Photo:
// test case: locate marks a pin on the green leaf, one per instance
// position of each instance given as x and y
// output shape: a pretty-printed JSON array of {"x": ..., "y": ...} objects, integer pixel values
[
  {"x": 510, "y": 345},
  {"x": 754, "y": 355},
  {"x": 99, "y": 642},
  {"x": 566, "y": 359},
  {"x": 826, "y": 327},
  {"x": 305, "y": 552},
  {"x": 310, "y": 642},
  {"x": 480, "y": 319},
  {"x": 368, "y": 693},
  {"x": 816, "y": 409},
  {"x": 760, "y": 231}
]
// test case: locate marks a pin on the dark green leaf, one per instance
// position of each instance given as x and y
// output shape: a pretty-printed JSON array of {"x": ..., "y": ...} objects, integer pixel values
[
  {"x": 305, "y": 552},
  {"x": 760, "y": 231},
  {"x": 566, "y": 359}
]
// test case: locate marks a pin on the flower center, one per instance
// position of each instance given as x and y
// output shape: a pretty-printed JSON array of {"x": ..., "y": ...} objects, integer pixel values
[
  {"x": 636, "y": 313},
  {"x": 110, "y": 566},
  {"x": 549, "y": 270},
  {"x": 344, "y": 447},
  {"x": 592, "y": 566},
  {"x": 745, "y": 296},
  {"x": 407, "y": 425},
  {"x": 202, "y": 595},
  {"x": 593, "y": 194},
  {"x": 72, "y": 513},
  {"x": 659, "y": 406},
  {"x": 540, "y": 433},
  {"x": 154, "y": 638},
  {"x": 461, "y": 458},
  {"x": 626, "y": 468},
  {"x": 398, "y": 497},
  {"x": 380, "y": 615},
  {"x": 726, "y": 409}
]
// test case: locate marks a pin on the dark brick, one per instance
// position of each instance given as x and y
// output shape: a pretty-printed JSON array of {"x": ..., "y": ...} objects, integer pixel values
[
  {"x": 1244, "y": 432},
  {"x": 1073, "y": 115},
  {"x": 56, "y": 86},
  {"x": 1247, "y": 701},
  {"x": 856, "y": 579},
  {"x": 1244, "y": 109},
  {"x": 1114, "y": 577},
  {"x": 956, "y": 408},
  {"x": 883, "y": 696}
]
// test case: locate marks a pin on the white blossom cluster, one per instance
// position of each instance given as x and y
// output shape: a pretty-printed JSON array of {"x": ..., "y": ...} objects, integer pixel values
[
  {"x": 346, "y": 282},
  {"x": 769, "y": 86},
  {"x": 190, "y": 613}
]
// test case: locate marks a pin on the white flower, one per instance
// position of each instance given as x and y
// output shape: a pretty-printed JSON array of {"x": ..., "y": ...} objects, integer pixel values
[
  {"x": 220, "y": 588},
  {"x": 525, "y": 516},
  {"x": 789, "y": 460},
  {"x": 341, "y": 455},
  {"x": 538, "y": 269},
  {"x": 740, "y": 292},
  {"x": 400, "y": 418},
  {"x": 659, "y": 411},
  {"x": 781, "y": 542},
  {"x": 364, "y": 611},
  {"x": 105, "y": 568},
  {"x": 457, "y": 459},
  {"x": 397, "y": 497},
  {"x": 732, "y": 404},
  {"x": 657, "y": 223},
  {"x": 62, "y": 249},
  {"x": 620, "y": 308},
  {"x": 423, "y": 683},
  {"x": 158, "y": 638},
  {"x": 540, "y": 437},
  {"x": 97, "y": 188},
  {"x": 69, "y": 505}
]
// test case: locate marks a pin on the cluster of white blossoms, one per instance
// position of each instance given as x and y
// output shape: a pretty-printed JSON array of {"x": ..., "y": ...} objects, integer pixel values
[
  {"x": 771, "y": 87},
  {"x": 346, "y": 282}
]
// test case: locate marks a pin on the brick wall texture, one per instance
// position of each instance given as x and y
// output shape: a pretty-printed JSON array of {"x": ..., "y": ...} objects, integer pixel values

_ _ _ _ _

▸ **Required work**: Repeat the data verbatim.

▸ **Response**:
Photo:
// test case: locate marks a pin on the green leaf, one per instance
// position of each instance given as x and y
// output shape: a pretty-printed JSON array of {"x": ..., "y": ...} objects, integer pixel values
[
  {"x": 510, "y": 345},
  {"x": 754, "y": 355},
  {"x": 99, "y": 642},
  {"x": 566, "y": 359},
  {"x": 826, "y": 327},
  {"x": 305, "y": 552},
  {"x": 310, "y": 642},
  {"x": 480, "y": 319},
  {"x": 368, "y": 693},
  {"x": 816, "y": 409},
  {"x": 760, "y": 231}
]
// test case: locate marks a pin on the dark green leaf, one per instance
// position of each instance given as x and y
// output shape: a pretty-printed JSON array of {"x": ..., "y": ...} objects, integer pixel values
[
  {"x": 305, "y": 552},
  {"x": 760, "y": 231},
  {"x": 566, "y": 359}
]
// test case: locate marks a pin on the flower center, one per instance
// position of each instance given as x and y
// output shape: a pretty-printed JSON array of {"x": ..., "y": ...} objects, integer pixel values
[
  {"x": 636, "y": 313},
  {"x": 110, "y": 566},
  {"x": 549, "y": 270},
  {"x": 344, "y": 447},
  {"x": 592, "y": 566},
  {"x": 745, "y": 296},
  {"x": 407, "y": 425},
  {"x": 202, "y": 595},
  {"x": 593, "y": 194},
  {"x": 72, "y": 513},
  {"x": 659, "y": 406},
  {"x": 540, "y": 433},
  {"x": 154, "y": 638},
  {"x": 461, "y": 458},
  {"x": 626, "y": 468},
  {"x": 398, "y": 497},
  {"x": 380, "y": 615},
  {"x": 726, "y": 409}
]
// test case: locate marks a pin on the dark brick, one per instance
// position of each instance given as x and y
// output shape: a pretty-printed JSON array of {"x": ..., "y": ...} objects, integer pixel values
[
  {"x": 1244, "y": 432},
  {"x": 1073, "y": 115},
  {"x": 56, "y": 86},
  {"x": 1247, "y": 701},
  {"x": 856, "y": 579},
  {"x": 1244, "y": 109},
  {"x": 1114, "y": 577},
  {"x": 956, "y": 408},
  {"x": 883, "y": 696}
]
// test case: locate marks a pin on the white blossom cluster, one per instance
// position of each instance given as x and y
// output shape: a pretty-printed JSON array of {"x": ..., "y": ...} objects, integer pixel values
[
  {"x": 346, "y": 282},
  {"x": 769, "y": 86},
  {"x": 190, "y": 613}
]
// test case: locate marks a pin on the white flower, one per instance
// position of each instance given as x and y
// output shape: a pretty-printed JSON array of {"x": ..., "y": ...} objects, integer pixel values
[
  {"x": 220, "y": 588},
  {"x": 525, "y": 516},
  {"x": 789, "y": 460},
  {"x": 341, "y": 455},
  {"x": 538, "y": 269},
  {"x": 740, "y": 292},
  {"x": 400, "y": 418},
  {"x": 659, "y": 411},
  {"x": 781, "y": 542},
  {"x": 364, "y": 611},
  {"x": 105, "y": 568},
  {"x": 457, "y": 459},
  {"x": 397, "y": 497},
  {"x": 732, "y": 404},
  {"x": 657, "y": 223},
  {"x": 62, "y": 249},
  {"x": 620, "y": 308},
  {"x": 423, "y": 683},
  {"x": 158, "y": 638},
  {"x": 540, "y": 437},
  {"x": 97, "y": 188},
  {"x": 69, "y": 505}
]
// test case: locate marks a pin on the cluster of white blossoms, one per instance
// position of each instance given as x and y
// output shape: a pretty-printed JSON array of {"x": ..., "y": ...} objects, integer pixel values
[
  {"x": 771, "y": 87},
  {"x": 346, "y": 282}
]
// test case: locate marks a pin on the brick wall texture, one per instance
// position of each instance given as x and y
// output shape: a pretty-printed JSON array of {"x": ..., "y": ...} objects, integer pixel values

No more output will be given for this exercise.